(Text block)

Day Two: Thursday, May 22nd
Carmen: As usual, I woke up at the butt crack of dawn. That morning, like every subsequent morning after it, I woke up, looked over, and realized Kaylah was staring directly at me.
Crystal: I love waking up early and hanging out in Eagle lodge with Ali and other early-risers. You can always count on someone to bring french press coffee and some interesting stories. It’s such a chill time.
Cara: One cool thing about being at queer camp is that, for once, a lot of people happen to
have the same clothes as me share my unique and well-considered set of aesthetic values. Imagine my excitement when I realized that one of those people was Brittani, who, at breakfast, was wearing an extremely fly outfit comprised entirely of clothes that I had also brought to camp. I immediately changed so that we would match, and followed her around for much of the day. What would you have done?
Pre-Breakfast: Sunrise Eagle Cafe (Grace, Crystal and Ali), Unkink Yoga (Dani Orner)
Blocks A & B: Write a F*cking Book (Rachel Rice) // Cheer Camp (Kai) // Songwriting 101 (Mal Blum) // Out of The Office, Into The Streets: Activism (Carmen, Gabby, Liz Castle) // Bow-Tie Making (Cee) // DIY Neck Pillows (Kai) // Castlecraft: Glass Etching (Liz Castle) // Casual Sext (Carolyn) // It’s Right In Time: A Coming Out “Later In Life” Discussion Group (Laneia, Riese, AB Chao, Meredydd, Melinda, Dani Orner) // Beyonce’s Dance Grooves (Kaylah) // Mountaintop Bisexual* Discussion Group and Hummus Appreciation Society (Stef, Chelsea Steiner, Dani RDS & Rachel Kincaid)

(End Text block)

To do →
**A.** According to the Day Two camp entry, who ran the Sunrise Eagle Cafe before breakfast?
**B.** In the Day Two camp entry, rewrite the passage from "Day Two: Thursday, May" to "directly at me.", substituting "crack of dawn" for "butt crack of dawn".
**C.** Resume the Day Two camp entry from its final line.

(Records)

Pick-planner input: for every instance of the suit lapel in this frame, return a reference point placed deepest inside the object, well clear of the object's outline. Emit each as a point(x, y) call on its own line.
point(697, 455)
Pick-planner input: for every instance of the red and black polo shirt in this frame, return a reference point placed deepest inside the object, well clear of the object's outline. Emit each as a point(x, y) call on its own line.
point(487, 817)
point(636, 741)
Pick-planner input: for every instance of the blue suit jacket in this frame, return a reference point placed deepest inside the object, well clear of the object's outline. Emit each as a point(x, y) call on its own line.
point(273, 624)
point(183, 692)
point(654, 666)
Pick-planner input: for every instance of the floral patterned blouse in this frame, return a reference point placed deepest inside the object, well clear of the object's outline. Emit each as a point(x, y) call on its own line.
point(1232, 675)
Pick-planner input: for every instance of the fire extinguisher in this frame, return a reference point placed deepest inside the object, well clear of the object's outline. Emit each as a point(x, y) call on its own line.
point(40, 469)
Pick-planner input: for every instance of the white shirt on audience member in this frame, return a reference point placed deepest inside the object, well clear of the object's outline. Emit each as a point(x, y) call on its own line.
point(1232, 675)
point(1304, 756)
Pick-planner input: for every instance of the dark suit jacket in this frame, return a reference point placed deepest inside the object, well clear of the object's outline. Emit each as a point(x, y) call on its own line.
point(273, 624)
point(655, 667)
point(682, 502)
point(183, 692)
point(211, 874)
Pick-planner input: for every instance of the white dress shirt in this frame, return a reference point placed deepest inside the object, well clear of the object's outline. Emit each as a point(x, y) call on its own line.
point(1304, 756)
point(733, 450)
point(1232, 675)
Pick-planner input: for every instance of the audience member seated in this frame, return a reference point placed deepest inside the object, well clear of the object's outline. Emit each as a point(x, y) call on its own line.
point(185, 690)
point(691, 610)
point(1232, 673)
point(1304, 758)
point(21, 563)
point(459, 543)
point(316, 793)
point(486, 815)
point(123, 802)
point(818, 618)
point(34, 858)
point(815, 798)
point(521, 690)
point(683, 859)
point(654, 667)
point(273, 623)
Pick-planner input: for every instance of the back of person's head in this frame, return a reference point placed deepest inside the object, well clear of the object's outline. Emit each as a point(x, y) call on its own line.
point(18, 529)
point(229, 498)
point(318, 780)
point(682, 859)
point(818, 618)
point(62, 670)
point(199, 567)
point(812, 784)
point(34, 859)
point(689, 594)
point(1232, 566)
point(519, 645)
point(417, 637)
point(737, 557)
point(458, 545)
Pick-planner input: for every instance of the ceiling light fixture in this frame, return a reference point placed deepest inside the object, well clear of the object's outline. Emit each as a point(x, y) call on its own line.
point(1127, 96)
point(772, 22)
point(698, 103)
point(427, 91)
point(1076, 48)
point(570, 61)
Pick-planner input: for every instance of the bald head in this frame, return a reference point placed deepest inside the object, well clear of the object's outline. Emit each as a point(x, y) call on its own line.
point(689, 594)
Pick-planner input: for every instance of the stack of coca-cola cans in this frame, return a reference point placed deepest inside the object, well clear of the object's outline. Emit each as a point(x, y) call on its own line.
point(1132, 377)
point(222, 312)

(End Records)

Results in order →
**A.** Grace, Crystal and Ali

**B.**
Day Two: Thursday, May 22nd
Carmen: As usual, I woke up at the crack of dawn. That morning, like every subsequent morning after it, I woke up, looked over, and realized Kaylah was staring directly at me.

**C.**
Mey: In the morning, I was sitting in Eagle lodge working on my piece for the staff reading. Luckily, this was also where Mal Blum’s Songwriting 101 workshop was being held. I had the pleasure of introducing myself to them earlier that morning, and they’re so cool and nice, and that was immediately apparent as they led this group in a quick discussion of the structure of songs. Then, the group actually all stepped up and started writing a song together. This was ridiculously impressive.
Crystal: At some point I stumbled upon Mal Blum leading a group of campers in what appeared to be some sort of crowdsourced adult only Christmas carol. There were a lot of talented folks on the mountain.
Mey: The song they wrote was funny, clever, Christmasy and actually sounded like a real song, which is amazing for something that was crowdsourced over just half an hour. Each camp I’m totally blown away by the talent of the campers who come.
Carmen: I’d opted to host an activism panel at A-Camp this round because I finally felt I’d done it all: on-campus / on-the-ground activism, digital activism, professional advocacy. I rounded up Gabby and Liz Castle, convinced them they belonged there, and rolled with it.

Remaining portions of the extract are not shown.